Fragmento seleccionado –
* * * * *
Como se verá, los referentes simbólicos de este relato son mucho más complejos que en «Fugados». Lezama comienza el nuevo texto con un ambiente fúnebre, respaldado por una adjetivación que casi convierte al patio en un sarcófago: morado, sombras, muerto, frío, melancólico... Una humedad básica queda reforzada por la lluvia tenaz que marca la escena como trasfondo, y que se hace sentir en las paredes como «sudor de caballo». La presencia de un loro vivifica al lugar que, de pronto, se nos convierte en «una fiesta veneciana, un paisaje de arrozales de Ceylán», seguro por los efectos de la lluvia. La relación entre el portero del obispado y un grupo de muchachos, le conceden al patio un carácter de «no precisada ciudad italiana». Todas estas alusiones al espacio van centrando la atención en sus habitantes: el portero y el loro, que confirmarán el carácter fúnebre del patio con la muerte: el portero por causas naturales, el loro por haber sido atado por una pata tras el juego de los niños. El patio del obispado pasa a ser una entidad misteriosa para la visión de los muchachos, que descubren en él dos formas de la muerte.

A «El patio morado» sigue el cuento más largo de Lezama: «Juego de las decapitaciones», que vendría a ser por su relativa extensión la tercera pieza narrativa del autor, después de Paradiso y de Oppiano Licario, aunque no más extenso que algún capítulo de estas dos novelas. Lo que ocurre en este cuento es sencillo en su complejidad: un mago se fuga con la esposa de un emperador chino, quien persigue a la pareja, hasta que ellos se asocian a un rebelde aspirante al trono real; pero los fugitivos son capturados, sufren cárcel, hasta que el rebelde libera a la emperatriz y se la apropia. Capturada de nuevo, la mujer es decapitada junto al mago, en tanto que el emperador enloquece y el rebelde (El Real) asume el trono hasta su muerte, cincuenta años después.

La trama de este relato pareciera propia de una ópera china. Pero los personajes simulan ser tomados para fabular sobre las primeras cartas del Tarot: 1, El Mago (llamado Wang Lung); III, La Emperatriz (So Ling); IV, El Emperador (Wen Chiu). El Real puede representar alguna otra carta indefinida, quizás La Muerte. Si recordamos la curiosa relación que encontró Margarita Junco Fazzolari entre el Tarot y la organización interna de Paradiso (de la I a la VII en los primeros capítulos, de la XV a la XXI en los restantes),7 también este relato tendría relación, siquiera sea estructural, con la obra mayor de Lezama. Este fragmento parece confirmar tal idea, debido a la sutil descripción que recuerda las respectivas cartas del Tarot español: «El Emperador, inmutable, como si contemplase una ejecución. La Emperatriz, mutable, como si observara una mariposa posada en la gran espada...».
* * * * *
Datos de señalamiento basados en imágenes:
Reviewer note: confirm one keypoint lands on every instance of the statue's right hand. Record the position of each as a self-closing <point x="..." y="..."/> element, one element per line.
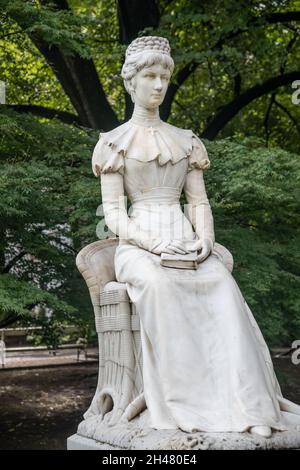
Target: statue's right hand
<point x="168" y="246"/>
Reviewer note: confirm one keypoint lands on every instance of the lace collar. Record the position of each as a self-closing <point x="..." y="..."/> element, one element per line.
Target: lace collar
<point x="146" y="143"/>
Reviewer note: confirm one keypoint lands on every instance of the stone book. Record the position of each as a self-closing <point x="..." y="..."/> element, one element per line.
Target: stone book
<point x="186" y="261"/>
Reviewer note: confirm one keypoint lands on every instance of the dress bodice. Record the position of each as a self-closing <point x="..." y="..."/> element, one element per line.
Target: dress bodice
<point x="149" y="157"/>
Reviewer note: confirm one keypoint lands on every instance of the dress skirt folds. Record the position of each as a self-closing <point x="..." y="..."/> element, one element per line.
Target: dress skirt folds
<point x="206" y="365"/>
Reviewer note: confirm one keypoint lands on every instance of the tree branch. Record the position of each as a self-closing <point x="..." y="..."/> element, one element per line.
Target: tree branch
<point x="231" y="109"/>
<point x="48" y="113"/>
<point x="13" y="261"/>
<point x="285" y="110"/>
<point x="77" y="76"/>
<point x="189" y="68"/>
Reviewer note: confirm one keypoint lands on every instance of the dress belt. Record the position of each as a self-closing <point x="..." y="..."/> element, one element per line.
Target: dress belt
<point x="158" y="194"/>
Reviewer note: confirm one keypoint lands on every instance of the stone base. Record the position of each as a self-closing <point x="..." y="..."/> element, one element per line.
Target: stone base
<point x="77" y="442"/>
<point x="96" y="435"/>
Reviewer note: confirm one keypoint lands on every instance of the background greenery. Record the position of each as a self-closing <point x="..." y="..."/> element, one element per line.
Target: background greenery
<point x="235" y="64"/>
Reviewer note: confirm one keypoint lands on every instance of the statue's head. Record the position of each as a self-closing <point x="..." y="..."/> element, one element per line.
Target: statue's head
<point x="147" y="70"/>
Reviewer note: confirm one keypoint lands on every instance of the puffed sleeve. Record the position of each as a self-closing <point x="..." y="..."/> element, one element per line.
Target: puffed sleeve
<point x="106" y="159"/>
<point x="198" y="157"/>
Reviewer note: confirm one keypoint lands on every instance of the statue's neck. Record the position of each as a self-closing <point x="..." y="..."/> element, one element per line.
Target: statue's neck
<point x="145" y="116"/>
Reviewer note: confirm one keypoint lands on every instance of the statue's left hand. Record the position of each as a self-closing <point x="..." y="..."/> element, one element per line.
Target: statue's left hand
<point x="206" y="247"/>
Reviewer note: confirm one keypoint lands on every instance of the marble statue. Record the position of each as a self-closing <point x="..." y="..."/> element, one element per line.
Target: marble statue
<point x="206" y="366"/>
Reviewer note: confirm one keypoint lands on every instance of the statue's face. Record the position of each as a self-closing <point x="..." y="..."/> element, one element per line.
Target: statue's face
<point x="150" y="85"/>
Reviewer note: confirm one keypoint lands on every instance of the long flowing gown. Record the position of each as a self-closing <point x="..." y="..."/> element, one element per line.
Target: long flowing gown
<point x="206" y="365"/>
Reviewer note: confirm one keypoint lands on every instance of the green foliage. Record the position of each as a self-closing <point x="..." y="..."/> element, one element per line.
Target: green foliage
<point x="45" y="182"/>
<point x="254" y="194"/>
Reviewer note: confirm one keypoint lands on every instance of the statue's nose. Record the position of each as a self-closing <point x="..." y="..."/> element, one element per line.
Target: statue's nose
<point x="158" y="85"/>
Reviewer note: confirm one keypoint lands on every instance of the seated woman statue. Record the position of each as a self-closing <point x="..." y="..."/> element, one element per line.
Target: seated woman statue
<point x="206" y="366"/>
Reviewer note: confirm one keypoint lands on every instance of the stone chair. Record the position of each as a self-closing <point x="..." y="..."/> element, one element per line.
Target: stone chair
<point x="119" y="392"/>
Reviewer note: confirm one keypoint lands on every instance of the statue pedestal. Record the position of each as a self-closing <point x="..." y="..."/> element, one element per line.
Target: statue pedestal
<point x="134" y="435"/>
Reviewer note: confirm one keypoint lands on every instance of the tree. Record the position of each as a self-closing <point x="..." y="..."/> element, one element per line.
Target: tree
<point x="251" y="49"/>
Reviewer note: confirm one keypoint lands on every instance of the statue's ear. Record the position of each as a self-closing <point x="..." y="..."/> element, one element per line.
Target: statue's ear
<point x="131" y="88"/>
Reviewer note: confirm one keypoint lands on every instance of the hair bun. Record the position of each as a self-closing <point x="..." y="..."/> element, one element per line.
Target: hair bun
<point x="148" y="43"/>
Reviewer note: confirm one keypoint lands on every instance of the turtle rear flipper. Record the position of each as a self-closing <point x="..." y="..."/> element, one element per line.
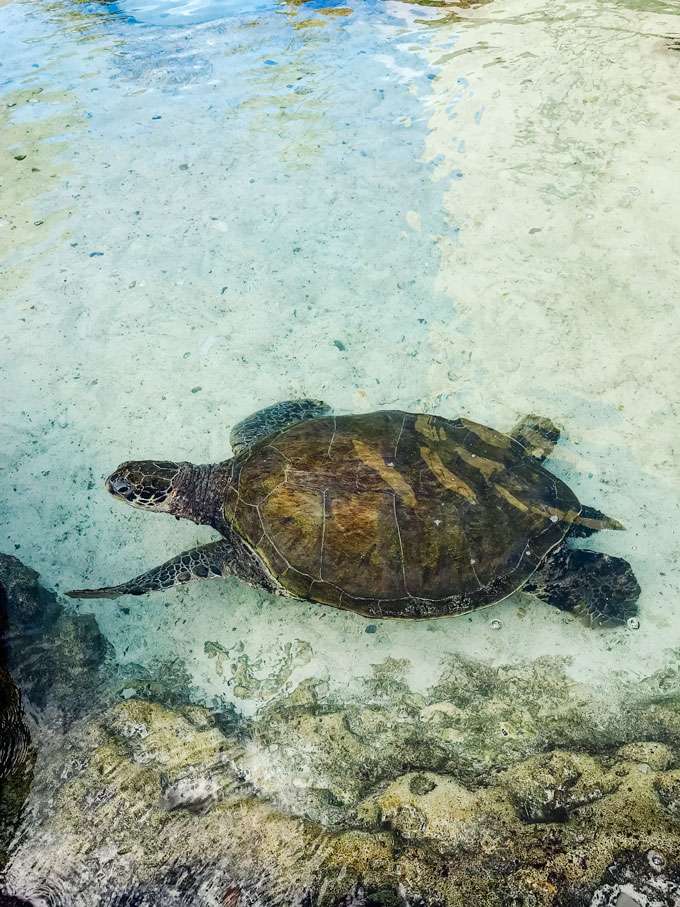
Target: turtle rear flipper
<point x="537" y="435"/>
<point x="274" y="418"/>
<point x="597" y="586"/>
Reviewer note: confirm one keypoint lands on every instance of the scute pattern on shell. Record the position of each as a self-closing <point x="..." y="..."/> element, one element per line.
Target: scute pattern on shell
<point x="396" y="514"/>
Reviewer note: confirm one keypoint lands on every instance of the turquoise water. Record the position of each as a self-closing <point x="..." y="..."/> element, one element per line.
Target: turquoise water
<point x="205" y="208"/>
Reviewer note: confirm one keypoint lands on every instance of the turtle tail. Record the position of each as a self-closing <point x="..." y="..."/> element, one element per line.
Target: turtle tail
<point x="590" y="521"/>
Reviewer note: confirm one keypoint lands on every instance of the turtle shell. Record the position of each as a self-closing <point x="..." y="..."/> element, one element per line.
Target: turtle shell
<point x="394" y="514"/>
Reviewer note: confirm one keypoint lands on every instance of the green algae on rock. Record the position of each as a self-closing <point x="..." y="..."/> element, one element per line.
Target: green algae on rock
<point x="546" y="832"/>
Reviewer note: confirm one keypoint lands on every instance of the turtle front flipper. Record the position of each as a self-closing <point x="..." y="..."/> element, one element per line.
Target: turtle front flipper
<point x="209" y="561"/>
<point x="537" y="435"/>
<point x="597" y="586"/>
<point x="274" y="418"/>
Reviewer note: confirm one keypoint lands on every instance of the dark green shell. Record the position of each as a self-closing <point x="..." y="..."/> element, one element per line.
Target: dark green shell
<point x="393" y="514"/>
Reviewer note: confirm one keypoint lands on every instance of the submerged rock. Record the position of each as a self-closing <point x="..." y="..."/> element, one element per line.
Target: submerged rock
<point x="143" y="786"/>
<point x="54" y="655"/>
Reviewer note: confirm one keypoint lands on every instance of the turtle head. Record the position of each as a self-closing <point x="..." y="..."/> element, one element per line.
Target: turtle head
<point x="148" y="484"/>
* * * * *
Instrucciones –
• 1. Responde brevemente según el fragmento sobre los cuentos de Lezama:
(a) ¿Con qué se compara la humedad que se hace sentir en las paredes del patio?
(b) ¿Por qué muere el loro?
(c) ¿Cuánto tiempo ocupa El Real el trono antes de morir?
• 2. Continúa el fragmento sobre los cuentos de Lezama a partir de su última oración.
Las líneas no guardan relación con el fragmento sobre los cuentos de Lezama.

Resultados por tarea –
• 1.
(a) Con el «sudor de caballo».
(b) Por haber sido atado por una pata tras el juego de los niños.
(c) Cincuenta años.

• 2.
«Juego de las decapitaciones» es un relato lleno de verbos de movimiento y de desplazamientos espaciales. Alcanza clímax con la decapitación de la Emperatriz y del Mago, y cuenta con un epílogo que narra la muerte de El Real. O sea, hay presentación, nudo y desenlace; por lo que sería el más clásico, en cuanto a género, entre los cuentos de Lezama. Pero en la lectura todo este andamiaje está disfrazado por los barroquismos del lenguaje, los juegos con el absurdo que a veces recuerdan asociaciones surrealistas. El autor apaga el relámpago, el fogonazo propio del cuento, mediante las interrelaciones de cuatro personajes bajo alusiones, símbolos, metaforizaciones... Quizás podamos fijar su «mensaje» central en la relación realidad-irrealidad que se establece desde el propio juego decapitador del Mago, que luego se trueca en la que él mismo es víctima. Quizás Lezama intentó mostrarnos cómo el juego del Mago, como irrealidad prefigurada o ficción, conduce hacia el acto real. Lo incondicionado conduce hacia lo condicionado, de modo que pasamos del ejercicio de la magia que simula una decapitación, al acto mismo por el cual el Mago y la Emperatriz pierden sus cabezas. Pero no hay que observar este cuento como un portador de tesis, sino como otro ejercicio lezamiano de su poética, como puede serlo un poema. No puede sostenerse que la pieza sea hija menor de la imaginación del artista, sino que es otro «fragmento», que debe acudir «a su imán».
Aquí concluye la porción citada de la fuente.